start Record excerpts

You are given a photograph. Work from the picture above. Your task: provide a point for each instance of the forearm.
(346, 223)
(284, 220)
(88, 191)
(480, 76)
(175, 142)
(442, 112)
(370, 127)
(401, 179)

end Record excerpts

*Directions for this task*
Please repeat the material in full, swapping "forearm" for "elbow" and leaving everything else unchanged.

*Exercise output*
You are given a photograph. Work from the picture above. Your task: provide a point for each instance of the elbow.
(346, 223)
(284, 220)
(88, 191)
(480, 76)
(175, 142)
(442, 112)
(370, 127)
(401, 179)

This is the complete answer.